- **What the task asks**
Output the lines of the entries below as a JSON list of strings, one string per line and with blank lines omitted. Begin at the line that contains "Where can you find the donkey's long" and stop after the final line of the entries.

* BEGIN Records supplied *

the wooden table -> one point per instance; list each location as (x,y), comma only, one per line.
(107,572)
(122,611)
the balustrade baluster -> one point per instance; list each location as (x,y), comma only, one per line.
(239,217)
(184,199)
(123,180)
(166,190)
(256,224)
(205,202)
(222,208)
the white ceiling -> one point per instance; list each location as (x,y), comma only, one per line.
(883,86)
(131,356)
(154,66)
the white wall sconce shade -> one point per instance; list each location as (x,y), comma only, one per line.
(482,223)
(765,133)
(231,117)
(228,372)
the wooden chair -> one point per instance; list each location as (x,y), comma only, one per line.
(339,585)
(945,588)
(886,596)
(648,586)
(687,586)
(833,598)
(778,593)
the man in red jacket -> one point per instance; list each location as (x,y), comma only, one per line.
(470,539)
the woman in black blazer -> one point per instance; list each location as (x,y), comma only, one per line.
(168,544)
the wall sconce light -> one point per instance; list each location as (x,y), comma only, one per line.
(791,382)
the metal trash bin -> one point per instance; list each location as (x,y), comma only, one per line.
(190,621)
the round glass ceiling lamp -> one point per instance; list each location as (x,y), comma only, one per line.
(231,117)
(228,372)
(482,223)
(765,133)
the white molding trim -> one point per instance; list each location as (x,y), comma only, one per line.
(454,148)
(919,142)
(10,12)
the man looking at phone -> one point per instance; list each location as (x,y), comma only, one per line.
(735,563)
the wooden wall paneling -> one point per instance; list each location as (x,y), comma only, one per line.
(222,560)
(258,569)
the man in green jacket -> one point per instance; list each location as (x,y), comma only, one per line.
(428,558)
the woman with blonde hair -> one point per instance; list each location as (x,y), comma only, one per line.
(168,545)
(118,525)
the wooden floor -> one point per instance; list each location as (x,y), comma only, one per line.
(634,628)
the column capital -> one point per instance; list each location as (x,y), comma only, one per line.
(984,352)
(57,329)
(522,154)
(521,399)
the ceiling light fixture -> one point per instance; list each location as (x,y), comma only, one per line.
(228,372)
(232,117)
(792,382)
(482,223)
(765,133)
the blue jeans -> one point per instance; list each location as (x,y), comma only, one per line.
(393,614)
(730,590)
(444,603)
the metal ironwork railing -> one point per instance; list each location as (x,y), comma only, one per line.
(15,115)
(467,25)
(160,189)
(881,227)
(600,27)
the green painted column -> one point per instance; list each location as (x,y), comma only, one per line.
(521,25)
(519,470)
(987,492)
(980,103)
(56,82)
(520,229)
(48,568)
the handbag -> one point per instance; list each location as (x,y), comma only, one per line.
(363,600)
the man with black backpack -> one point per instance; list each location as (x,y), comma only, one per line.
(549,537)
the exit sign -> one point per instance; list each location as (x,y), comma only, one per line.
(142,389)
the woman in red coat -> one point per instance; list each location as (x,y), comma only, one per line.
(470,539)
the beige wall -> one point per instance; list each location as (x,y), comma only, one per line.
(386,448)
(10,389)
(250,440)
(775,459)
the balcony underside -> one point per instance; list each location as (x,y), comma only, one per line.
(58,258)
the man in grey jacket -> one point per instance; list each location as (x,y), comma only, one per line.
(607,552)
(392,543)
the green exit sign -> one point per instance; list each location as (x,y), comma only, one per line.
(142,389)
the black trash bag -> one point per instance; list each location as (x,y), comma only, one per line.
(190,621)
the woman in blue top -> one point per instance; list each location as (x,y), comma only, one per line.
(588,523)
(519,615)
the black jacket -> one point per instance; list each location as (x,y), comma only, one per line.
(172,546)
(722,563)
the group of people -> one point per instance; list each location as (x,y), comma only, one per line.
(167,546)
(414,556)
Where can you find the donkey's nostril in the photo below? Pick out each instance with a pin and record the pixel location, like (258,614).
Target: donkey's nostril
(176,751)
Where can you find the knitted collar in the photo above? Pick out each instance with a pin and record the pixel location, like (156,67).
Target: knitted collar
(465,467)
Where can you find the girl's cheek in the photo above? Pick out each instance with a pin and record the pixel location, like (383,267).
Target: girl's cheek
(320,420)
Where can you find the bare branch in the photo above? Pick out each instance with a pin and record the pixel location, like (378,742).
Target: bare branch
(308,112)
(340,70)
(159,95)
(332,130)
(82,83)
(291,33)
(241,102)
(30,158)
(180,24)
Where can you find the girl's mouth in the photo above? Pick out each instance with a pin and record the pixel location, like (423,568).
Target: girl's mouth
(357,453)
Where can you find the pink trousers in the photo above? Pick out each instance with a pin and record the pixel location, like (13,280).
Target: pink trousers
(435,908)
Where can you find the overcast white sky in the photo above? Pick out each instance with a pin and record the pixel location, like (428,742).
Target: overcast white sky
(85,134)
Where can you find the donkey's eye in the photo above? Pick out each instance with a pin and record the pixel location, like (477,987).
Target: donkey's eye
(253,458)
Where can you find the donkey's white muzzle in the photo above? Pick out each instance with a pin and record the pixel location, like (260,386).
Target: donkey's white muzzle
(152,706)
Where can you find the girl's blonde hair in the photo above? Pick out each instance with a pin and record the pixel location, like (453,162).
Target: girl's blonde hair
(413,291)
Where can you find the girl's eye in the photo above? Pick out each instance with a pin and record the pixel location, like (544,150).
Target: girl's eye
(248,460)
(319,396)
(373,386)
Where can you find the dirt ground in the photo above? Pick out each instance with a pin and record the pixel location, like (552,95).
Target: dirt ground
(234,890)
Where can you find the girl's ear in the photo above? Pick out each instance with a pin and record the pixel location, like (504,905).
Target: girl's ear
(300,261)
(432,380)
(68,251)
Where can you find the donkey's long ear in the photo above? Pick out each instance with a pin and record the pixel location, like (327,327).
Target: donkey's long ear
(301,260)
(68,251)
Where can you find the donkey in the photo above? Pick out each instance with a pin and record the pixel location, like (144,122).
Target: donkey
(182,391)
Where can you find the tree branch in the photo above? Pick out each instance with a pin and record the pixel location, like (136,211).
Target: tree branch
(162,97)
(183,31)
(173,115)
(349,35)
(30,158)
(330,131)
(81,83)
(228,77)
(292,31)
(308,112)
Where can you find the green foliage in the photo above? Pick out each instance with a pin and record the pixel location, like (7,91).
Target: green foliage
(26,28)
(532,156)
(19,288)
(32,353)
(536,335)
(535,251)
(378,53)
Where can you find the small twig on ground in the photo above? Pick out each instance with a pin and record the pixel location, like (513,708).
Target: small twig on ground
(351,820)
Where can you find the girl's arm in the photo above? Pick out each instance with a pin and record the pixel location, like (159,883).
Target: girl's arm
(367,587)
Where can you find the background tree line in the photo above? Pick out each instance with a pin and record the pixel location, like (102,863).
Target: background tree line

* END Records supplied *

- **Solution to this problem**
[
  "Where can you find the donkey's long ear in the photo above? Pick out each instance with a pin and record the pixel location, like (327,327).",
  "Target: donkey's long ear",
  "(301,260)",
  "(68,251)",
  "Where can you find the donkey in the photo above? Pick out each instance with a pin and record the pixel location, like (144,122).",
  "Target: donkey",
  "(182,391)",
  "Where can you find the tree branch in the photo above? Pick out each instance with a pin and record the pixel location, like (136,211).",
  "Target: tree branch",
  "(162,97)",
  "(183,31)",
  "(173,115)",
  "(349,35)",
  "(30,158)",
  "(330,131)",
  "(81,83)",
  "(228,77)",
  "(292,31)",
  "(308,112)",
  "Where can you find the green foliage in the photo above? Pick out each instance with a pin and record the pixel location, like (7,91).",
  "Target: green foliage",
  "(26,28)",
  "(532,156)",
  "(19,288)",
  "(32,353)",
  "(536,335)",
  "(535,251)",
  "(378,53)",
  "Where can you find the small twig on ground in the photo above? Pick out each instance with a pin and record the pixel location, like (513,708).",
  "Target: small twig on ground",
  "(351,820)",
  "Where can you find the girl's arm in the photo above? Pick out each instance with a pin and record the pixel location, like (159,883).",
  "Target: girl's arm",
  "(367,587)",
  "Where can you find the background tree line in the photo above? Pick out each instance with a pin and record the pixel location, like (102,863).",
  "Target: background tree line"
]